DATA SUPPLIED >>
================
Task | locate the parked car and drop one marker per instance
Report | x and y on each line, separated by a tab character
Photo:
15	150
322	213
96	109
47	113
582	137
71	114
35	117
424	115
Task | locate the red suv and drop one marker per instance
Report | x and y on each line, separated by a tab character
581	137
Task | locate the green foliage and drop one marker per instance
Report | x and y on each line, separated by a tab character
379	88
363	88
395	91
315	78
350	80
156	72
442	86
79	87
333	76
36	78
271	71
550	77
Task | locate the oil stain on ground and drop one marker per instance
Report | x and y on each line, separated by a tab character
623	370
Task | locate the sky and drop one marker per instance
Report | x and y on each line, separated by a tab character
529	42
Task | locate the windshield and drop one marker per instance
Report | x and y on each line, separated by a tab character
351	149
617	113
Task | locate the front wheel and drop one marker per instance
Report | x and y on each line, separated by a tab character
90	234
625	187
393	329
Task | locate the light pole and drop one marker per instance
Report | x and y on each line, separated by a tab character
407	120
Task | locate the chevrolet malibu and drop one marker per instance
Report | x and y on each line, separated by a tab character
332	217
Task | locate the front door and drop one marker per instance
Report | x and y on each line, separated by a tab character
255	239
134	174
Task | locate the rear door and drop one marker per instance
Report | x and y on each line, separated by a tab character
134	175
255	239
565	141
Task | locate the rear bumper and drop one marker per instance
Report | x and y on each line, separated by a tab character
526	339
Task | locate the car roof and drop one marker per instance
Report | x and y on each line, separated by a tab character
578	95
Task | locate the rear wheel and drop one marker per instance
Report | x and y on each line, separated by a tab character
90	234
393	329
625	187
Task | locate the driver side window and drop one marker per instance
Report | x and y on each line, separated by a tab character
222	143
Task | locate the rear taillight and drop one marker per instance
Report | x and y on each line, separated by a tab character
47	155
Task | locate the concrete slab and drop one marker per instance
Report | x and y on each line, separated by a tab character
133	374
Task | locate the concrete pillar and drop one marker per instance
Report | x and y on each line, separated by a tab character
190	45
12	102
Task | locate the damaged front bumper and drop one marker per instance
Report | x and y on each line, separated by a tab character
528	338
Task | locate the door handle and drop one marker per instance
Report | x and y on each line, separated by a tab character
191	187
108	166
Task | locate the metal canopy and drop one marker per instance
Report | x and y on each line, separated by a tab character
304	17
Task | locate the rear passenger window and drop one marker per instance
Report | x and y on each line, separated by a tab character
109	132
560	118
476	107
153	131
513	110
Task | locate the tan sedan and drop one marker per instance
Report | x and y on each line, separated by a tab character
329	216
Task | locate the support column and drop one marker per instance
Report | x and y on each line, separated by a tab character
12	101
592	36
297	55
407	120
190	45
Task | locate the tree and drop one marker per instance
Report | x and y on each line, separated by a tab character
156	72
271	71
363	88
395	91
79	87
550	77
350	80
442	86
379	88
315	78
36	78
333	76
================
YOUR GOAL >> Rewrite the entries from the line containing "Task | locate the support" through the end of the entries, both ends included, keeping every request line unchanged. Scale each x and y coordinate in the answers by 1.05 and round to the nearest whole number, with halves rounded up.

THE RESPONSE >>
Task | locate the support column and drop one marker per instance
Report | x and y on each line, separated by a tab character
13	106
622	38
312	58
427	126
200	47
Task | locate the tree and drop one marker per instance
Report | x and y on each line, separated by a tab character
164	76
285	75
381	92
415	96
83	91
578	81
368	84
464	90
398	92
331	82
38	82
350	80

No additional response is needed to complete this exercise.